# Text block:

Friday, December 20, 2013

Top 10 2013

What a year! I still haven't seen half of the movies I would like including Her, Wolf of Wall Street, The Hobbit and Inside Llewyn Davis to name a few, but the movies I have seen are ample evidence to demonstrate that this was an unusually rich year for cinema. Numbers one and two are set, but I could easily replace the rest with any of the "honorable mention" movies. They're all that good. Anyway, my top 10, as it stands now: 


1. Upstream Color- It starts as a horror movie with a hint of sci-fi and some straight out fantasy elements. It's also kind of a crime thriller and a detective story,  but ultimately, Upstream Color is a romance. It’s about a man and a woman’s difficult journey to trusting one another so completely that their identities become inextricably linked, as the movie’s wonderful poster suggests. Kris and Jeff have it hard, but once they connect, its a joy seeing them work together in perfect unison. The movie boasts a fearless performance by Amy Seimetz and by writer/director/composer/cinematographer/star Shane Carruth. I knew it was something special the first time I watched it, but like many great films it really came alive the second time around. This one’s an instant classic. It’s reputation will only grow with time.


2. Before Midnight- Devastating. After nine years of uncertainty, Julie Delpy Ethan Hawke and Richard Linklater finally revealed that Jesse did miss his plane. What Midnight shows us is a couple, not on a one day tryst, but simply on one day of the countless they have now spent together — albeit one day in which the relationship is tested to its very core. Like its predecessors, the film has some brilliant use of setting, this time ancient Greece, and it has some of the greatests, most naturalistic dialogue ever written for a film. It also has the most chilling and horrifying scene of the year, the epic 30 minute fight that serves as the climax to the movie. Hopefully, this is not the last chapter in the series, and if the movie’s closing line is any indication  (“it must have been one hell of a night we’re about to have.”) then I think we’ll be seeing these two lovers again at least once more.

# Written exercise A:
Format the lines of the records starting at the line that contains "Guideline: one keypoint per instance of the rock, placed" and ending at the line that contains "[(476, 481), (19, 545)]", both included, as a JSON list of strings with one string per line and blank lines left out.
The 2013 movie list and the records that come after it are unrelated material.

# Records to process:
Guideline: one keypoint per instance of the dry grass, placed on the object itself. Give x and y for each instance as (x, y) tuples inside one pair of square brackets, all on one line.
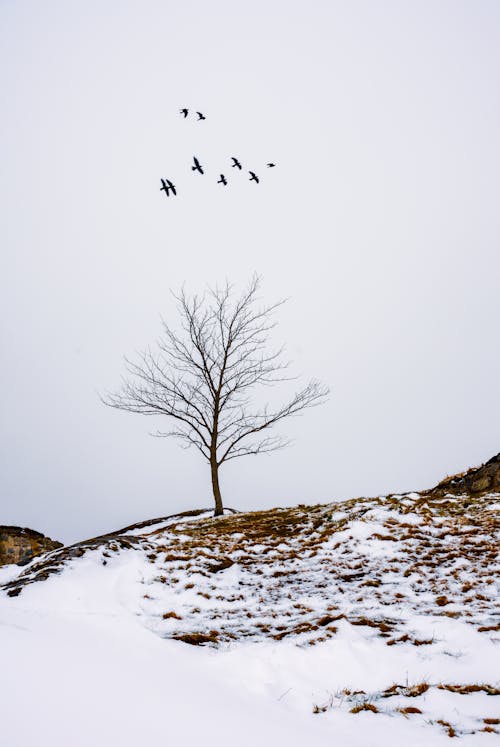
[(364, 707)]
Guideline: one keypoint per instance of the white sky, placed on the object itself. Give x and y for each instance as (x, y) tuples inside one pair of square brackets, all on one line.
[(381, 224)]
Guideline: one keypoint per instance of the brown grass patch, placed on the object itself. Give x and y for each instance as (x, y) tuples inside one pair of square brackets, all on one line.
[(364, 707), (197, 639), (466, 689)]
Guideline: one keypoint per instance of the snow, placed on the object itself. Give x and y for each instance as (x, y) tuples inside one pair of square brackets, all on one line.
[(88, 656)]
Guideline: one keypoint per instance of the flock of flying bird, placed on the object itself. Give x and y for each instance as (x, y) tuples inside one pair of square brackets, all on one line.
[(169, 188)]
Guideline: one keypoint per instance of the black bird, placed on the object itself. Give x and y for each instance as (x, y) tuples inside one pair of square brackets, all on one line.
[(167, 187), (197, 166)]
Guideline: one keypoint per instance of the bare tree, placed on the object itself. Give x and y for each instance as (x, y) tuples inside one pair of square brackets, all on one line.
[(203, 376)]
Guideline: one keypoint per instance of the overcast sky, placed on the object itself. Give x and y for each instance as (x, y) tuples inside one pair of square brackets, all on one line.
[(380, 223)]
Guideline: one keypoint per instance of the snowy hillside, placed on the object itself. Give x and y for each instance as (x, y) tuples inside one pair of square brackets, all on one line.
[(366, 622)]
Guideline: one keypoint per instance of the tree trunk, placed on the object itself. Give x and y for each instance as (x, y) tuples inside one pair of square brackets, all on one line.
[(219, 510)]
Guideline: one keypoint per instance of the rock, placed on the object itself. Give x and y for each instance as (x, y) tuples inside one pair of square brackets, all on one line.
[(19, 545)]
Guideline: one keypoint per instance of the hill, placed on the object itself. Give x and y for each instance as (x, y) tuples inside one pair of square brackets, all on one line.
[(371, 618)]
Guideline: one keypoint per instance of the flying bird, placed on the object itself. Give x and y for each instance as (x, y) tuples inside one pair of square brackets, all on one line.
[(167, 187), (197, 166)]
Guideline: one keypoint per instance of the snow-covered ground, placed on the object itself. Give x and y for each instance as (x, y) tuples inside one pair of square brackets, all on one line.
[(381, 607)]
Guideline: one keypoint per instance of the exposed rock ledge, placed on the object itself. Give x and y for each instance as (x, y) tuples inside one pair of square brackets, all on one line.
[(19, 545)]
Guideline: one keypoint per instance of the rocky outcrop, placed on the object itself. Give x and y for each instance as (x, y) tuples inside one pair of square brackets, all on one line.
[(476, 481), (19, 545)]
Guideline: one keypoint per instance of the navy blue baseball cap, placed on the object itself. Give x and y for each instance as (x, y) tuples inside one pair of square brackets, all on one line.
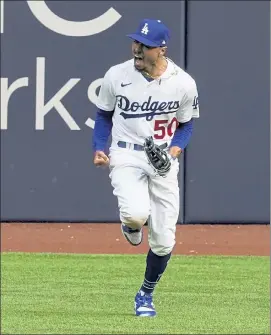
[(152, 33)]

# Written exercise B:
Quote the passage of the 2013 movie list starting at "1. Upstream Color- It" and ending at "only grow with time.".

# Response A:
[
  "Guideline: one keypoint per instance of the rock, placed on the object itself. Give x and y for each instance as (x, y) tuples inside one pair of square brackets, all on one line.",
  "[(19, 545)]",
  "Guideline: one keypoint per instance of the hill, placed on the object itself. Give x and y for each instance as (x, y) tuples inside one pair of square brackets, all on one line.",
  "[(371, 618)]",
  "Guideline: one keypoint per instance of the flying bird, placed on the object itself. Give x and y for each instance as (x, y) tuples inside one pair of square brackets, all on one line.",
  "[(167, 187), (197, 166)]",
  "Guideline: one keypoint per instance of the snow-covered ground, placed on the object itself. Give x and y for each instance as (x, y) tuples inside one pair of square brackets, all on one line.",
  "[(381, 607)]",
  "Guideline: one keypoint per instance of the exposed rock ledge, placed on the object itself. Give x and y for each instance as (x, y) tuples inside one pair of square brackets, all on one line.",
  "[(19, 545)]",
  "Guideline: one keypoint per instance of the rocky outcrop, placed on the object itself. Give x and y for each instance as (x, y) tuples inside one pair of square brackets, all on one line.",
  "[(476, 481), (19, 545)]"
]

# Response B:
1. Upstream Color- It starts as a horror movie with a hint of sci-fi and some straight out fantasy elements. It's also kind of a crime thriller and a detective story,  but ultimately, Upstream Color is a romance. It’s about a man and a woman’s difficult journey to trusting one another so completely that their identities become inextricably linked, as the movie’s wonderful poster suggests. Kris and Jeff have it hard, but once they connect, its a joy seeing them work together in perfect unison. The movie boasts a fearless performance by Amy Seimetz and by writer/director/composer/cinematographer/star Shane Carruth. I knew it was something special the first time I watched it, but like many great films it really came alive the second time around. This one’s an instant classic. It’s reputation will only grow with time.